» TASK INPUTS:
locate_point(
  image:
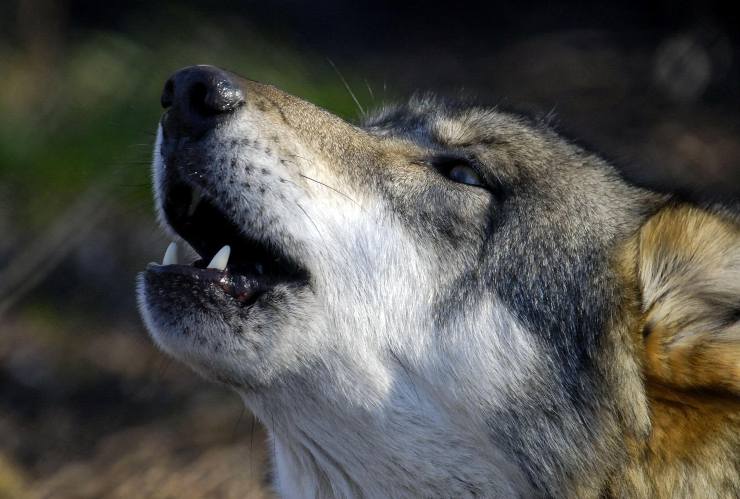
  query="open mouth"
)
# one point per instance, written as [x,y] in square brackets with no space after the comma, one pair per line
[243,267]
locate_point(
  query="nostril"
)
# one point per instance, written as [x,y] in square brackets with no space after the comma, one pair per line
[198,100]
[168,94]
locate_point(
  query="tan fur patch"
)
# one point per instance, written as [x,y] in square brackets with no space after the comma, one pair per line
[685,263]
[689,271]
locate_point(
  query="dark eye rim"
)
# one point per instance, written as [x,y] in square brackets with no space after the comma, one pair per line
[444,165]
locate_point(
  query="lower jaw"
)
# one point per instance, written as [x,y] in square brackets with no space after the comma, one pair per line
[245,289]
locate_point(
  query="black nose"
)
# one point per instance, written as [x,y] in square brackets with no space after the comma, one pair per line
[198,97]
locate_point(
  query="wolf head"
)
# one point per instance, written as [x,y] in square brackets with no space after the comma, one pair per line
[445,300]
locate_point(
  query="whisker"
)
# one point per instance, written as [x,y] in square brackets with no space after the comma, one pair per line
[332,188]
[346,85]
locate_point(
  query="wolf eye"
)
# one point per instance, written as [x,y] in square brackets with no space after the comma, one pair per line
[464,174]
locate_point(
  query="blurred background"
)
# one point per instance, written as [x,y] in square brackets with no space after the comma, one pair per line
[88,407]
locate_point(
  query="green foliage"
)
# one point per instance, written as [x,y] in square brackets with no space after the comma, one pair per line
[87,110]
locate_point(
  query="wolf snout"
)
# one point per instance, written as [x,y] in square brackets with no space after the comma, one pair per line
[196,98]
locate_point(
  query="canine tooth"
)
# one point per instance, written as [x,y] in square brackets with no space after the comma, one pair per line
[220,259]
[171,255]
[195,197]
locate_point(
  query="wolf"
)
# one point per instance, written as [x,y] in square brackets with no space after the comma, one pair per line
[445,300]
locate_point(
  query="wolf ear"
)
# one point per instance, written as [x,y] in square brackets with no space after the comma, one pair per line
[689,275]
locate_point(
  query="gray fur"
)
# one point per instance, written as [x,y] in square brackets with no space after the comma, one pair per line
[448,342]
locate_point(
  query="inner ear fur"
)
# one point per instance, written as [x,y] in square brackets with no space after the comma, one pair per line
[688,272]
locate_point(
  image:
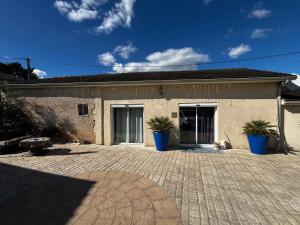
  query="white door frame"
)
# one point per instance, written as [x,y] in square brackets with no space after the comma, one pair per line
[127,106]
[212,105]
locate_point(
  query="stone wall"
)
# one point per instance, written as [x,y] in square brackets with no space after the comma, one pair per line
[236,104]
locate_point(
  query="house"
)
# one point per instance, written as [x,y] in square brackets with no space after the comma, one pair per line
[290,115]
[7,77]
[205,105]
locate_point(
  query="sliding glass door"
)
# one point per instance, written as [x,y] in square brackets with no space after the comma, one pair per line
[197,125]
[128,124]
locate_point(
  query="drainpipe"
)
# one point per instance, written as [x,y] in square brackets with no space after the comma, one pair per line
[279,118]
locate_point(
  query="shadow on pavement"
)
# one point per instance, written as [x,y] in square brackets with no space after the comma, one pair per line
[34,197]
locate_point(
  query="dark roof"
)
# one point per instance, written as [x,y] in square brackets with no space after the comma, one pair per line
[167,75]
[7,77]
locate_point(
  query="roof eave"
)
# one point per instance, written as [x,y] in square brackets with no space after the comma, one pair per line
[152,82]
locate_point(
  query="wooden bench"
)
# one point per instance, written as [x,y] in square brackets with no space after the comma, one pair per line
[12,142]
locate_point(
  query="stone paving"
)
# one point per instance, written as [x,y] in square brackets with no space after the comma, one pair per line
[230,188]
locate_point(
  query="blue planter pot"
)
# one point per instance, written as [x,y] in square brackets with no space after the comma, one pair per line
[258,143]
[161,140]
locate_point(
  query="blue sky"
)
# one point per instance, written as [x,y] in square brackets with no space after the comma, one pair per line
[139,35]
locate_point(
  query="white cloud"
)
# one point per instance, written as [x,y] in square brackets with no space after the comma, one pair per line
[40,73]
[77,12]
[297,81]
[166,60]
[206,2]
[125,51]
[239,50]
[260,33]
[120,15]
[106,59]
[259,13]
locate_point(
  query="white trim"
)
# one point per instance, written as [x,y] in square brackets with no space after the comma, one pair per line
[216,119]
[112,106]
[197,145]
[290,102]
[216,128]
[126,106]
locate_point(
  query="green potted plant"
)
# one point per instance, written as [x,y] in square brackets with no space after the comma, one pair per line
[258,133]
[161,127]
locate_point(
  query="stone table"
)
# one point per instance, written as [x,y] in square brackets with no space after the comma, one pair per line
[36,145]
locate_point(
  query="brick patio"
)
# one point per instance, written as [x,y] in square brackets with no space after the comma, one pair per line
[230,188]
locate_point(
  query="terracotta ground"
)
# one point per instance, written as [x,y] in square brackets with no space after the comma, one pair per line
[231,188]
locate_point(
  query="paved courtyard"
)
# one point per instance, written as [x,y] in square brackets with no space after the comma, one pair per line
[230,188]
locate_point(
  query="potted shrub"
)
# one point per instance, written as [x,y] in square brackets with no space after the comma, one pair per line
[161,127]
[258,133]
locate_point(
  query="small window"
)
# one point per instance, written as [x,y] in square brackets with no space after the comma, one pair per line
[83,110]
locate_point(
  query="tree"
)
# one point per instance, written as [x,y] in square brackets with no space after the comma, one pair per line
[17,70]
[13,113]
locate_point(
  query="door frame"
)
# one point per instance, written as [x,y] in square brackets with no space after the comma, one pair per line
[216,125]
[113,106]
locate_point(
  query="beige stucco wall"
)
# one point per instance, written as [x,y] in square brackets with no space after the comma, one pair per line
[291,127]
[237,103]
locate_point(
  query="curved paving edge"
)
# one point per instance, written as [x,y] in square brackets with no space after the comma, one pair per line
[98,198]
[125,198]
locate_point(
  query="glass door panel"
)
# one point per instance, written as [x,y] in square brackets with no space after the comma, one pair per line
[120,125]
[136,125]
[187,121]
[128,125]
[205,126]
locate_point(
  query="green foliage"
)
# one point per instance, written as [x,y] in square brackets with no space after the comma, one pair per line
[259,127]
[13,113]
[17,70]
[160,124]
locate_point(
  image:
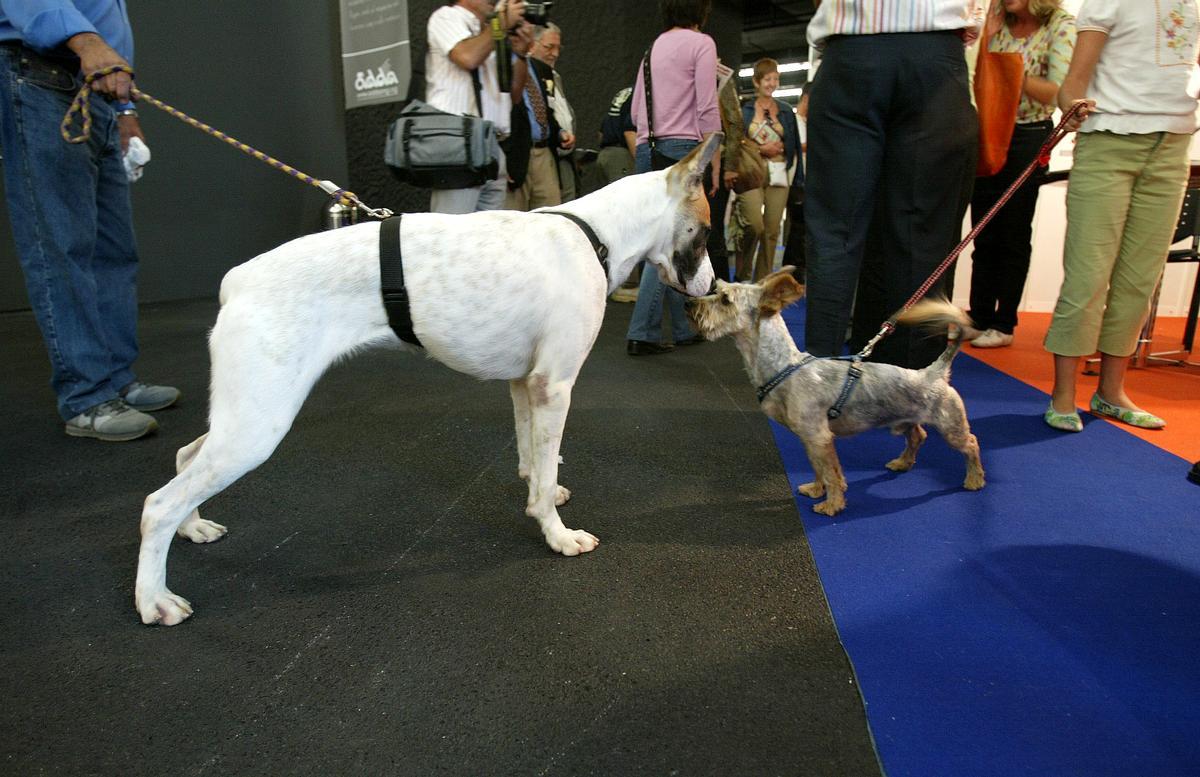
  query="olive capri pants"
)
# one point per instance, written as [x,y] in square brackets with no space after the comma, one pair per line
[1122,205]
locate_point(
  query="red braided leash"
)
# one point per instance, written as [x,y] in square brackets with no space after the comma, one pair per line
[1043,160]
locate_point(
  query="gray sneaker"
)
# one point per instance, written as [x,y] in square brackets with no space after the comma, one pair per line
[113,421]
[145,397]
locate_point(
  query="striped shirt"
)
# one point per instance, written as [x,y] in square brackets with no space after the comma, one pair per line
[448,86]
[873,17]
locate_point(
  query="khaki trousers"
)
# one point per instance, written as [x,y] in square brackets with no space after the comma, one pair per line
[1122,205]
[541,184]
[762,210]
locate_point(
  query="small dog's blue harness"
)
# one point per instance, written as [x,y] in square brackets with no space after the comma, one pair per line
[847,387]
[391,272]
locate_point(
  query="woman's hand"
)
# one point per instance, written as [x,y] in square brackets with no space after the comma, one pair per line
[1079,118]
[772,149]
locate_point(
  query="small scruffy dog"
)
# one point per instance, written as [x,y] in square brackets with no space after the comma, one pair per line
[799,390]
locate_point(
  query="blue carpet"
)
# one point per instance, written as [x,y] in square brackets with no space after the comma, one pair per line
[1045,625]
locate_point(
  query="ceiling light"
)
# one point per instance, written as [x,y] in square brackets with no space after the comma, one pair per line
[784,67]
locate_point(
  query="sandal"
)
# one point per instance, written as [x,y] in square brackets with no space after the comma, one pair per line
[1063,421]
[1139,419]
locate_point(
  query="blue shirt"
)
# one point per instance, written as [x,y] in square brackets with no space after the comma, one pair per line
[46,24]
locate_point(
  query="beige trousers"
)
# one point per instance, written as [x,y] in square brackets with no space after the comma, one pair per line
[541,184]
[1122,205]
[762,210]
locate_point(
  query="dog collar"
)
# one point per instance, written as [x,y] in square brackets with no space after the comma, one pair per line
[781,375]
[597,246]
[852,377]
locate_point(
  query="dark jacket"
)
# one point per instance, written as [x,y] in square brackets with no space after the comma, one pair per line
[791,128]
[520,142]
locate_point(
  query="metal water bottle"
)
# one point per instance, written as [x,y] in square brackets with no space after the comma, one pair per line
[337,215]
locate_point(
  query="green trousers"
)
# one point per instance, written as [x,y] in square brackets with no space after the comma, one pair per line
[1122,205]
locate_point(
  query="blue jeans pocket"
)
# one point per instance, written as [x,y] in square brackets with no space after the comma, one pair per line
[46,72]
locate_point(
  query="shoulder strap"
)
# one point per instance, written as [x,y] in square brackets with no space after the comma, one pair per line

* * *

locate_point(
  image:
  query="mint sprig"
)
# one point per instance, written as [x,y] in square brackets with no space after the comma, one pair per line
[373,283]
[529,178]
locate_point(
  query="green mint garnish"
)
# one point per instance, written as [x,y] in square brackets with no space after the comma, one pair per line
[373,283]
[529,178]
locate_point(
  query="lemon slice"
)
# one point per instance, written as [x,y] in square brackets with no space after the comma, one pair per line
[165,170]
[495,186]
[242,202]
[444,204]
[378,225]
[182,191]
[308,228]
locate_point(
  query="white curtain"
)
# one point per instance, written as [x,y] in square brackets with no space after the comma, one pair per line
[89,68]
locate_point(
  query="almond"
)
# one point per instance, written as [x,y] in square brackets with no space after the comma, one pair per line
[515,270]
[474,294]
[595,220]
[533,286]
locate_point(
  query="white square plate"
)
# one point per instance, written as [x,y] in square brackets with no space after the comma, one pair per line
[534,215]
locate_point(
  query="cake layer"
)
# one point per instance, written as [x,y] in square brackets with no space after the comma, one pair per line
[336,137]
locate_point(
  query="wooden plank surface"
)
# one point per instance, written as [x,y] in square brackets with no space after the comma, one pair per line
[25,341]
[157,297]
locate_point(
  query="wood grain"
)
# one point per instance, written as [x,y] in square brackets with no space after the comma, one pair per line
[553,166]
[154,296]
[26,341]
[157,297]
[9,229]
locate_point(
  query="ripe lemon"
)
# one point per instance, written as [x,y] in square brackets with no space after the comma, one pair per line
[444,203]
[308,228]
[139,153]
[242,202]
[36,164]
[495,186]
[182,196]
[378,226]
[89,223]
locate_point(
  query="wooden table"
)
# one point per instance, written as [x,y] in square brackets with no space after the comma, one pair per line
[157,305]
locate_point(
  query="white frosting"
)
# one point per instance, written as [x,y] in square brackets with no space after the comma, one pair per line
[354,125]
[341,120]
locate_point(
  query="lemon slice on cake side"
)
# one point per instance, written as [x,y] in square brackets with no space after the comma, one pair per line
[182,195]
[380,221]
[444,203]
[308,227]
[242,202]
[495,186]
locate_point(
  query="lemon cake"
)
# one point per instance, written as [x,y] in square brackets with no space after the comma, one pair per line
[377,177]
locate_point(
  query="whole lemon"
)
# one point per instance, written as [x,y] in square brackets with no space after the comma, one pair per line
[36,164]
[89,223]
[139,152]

» TASK OBJECTIVE:
The result should be every line of the material that contains the word "frame", so copy those lines.

» EXERCISE ANSWER:
  query="white door frame"
  query="door frame"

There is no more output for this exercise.